--- Start of Data to process ---
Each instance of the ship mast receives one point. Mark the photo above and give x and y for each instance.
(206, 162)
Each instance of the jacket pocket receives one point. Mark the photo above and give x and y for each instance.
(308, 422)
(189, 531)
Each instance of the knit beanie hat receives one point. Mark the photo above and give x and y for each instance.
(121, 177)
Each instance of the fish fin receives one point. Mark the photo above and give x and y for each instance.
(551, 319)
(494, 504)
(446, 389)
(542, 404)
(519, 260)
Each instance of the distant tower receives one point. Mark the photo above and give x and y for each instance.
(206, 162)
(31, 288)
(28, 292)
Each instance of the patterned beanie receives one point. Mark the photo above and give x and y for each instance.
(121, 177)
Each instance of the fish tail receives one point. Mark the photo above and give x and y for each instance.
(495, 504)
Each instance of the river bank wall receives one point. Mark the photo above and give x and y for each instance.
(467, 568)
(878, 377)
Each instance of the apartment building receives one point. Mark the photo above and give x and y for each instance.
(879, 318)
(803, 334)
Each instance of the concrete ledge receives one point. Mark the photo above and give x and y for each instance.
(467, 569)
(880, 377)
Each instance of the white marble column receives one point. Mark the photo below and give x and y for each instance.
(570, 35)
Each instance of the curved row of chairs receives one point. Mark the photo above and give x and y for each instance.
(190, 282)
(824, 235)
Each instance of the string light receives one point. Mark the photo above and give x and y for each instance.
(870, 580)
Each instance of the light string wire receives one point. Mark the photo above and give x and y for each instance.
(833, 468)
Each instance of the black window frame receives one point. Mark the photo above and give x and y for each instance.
--- End of Data to process ---
## Exercise instructions
Please update the listing above, changing each "receives one point" to "gets a single point" and leaving everything else as it is.

## Task answer
Each instance of the ship mast gets a single point. Mark the photo above and give x and y for each instance.
(206, 162)
Each instance of the jacket pocket gets a single point. Mark the photo above and give x and y for each instance.
(308, 422)
(189, 531)
Each instance of the knit beanie hat gets a single point. Mark the photo above and give x and y for each instance.
(121, 177)
Each instance of the fish fin gets a single point. Mark the photo above and give x and y for each instance.
(551, 319)
(494, 504)
(446, 389)
(542, 404)
(519, 260)
Each instance of the distant tower gets a single point. Mark the photo above and give x and y for each instance.
(206, 162)
(31, 288)
(28, 292)
Each instance of the patterned beanie gets a single point. Mark the photo above and give x and y for each instance.
(121, 177)
Each instance of the fish tail gets a single point. Mark the photo above and give x and y for each instance.
(495, 504)
Each instance of the river bank wall gets a single point. Mark the photo above and give x and y for each instance.
(467, 568)
(878, 377)
Each instance of the apartment building gets a single point. Mark the photo above and give x and y for each instance.
(879, 318)
(803, 334)
Each instance of the concrete ledge gets a single point. Mark the photo above and give x and y for each instance.
(467, 569)
(880, 377)
Each instance of the white marble column gets a single point. Mark the photo below and give x and y for each instance.
(570, 35)
Each instance of the curved row of chairs gets a single point. Mark the photo above and give x and y for each instance.
(190, 282)
(824, 235)
Each instance of the string light gets a single point. Mark the photo above and give x and y for each instance.
(870, 580)
Each instance of the light string wire gets a single point. Mark the photo above and give x and y for each instance.
(833, 468)
Each instance of the black window frame gets a single point. Mark the photo above and give x and y for each instance.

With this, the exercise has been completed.